YOUR OBJECTIVE:
Reproduce the material below, substituting "crop field" for "farm field" and leaving everything else unchanged. Leave the pictures out of your answer.

========================================================================

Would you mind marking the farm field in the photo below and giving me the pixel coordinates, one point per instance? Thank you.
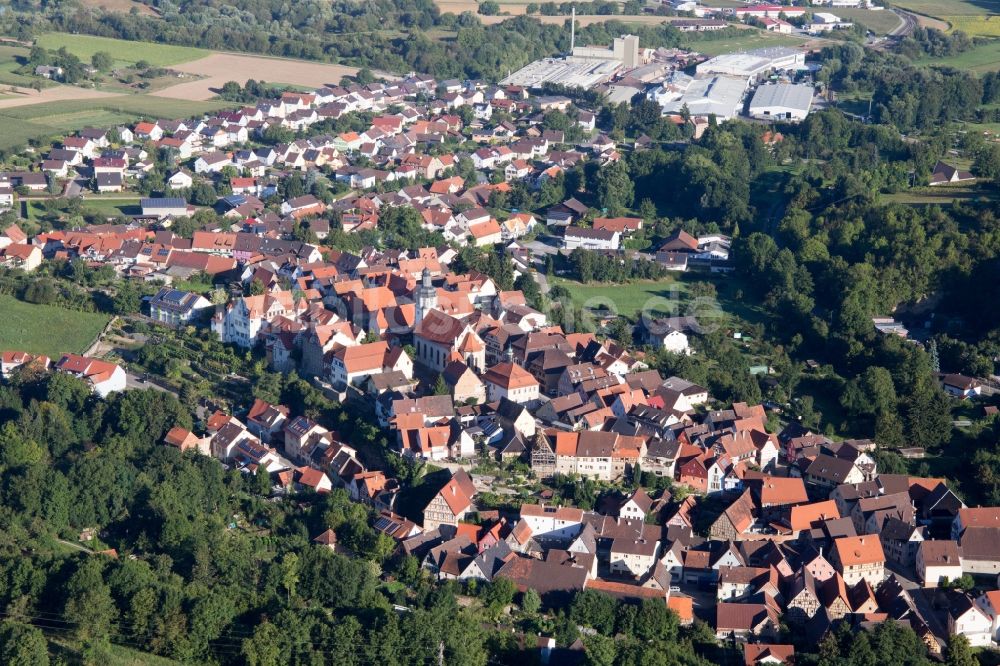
(124, 51)
(941, 8)
(979, 26)
(24, 122)
(880, 22)
(46, 329)
(660, 295)
(752, 39)
(218, 68)
(982, 58)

========================================================================

TASK SOLUTION:
Would you mind marking the crop field in the photo below and giving me the pixel coordinates, one point per instance? Thank you.
(124, 51)
(941, 8)
(979, 26)
(24, 122)
(880, 22)
(46, 329)
(660, 295)
(752, 39)
(218, 68)
(982, 58)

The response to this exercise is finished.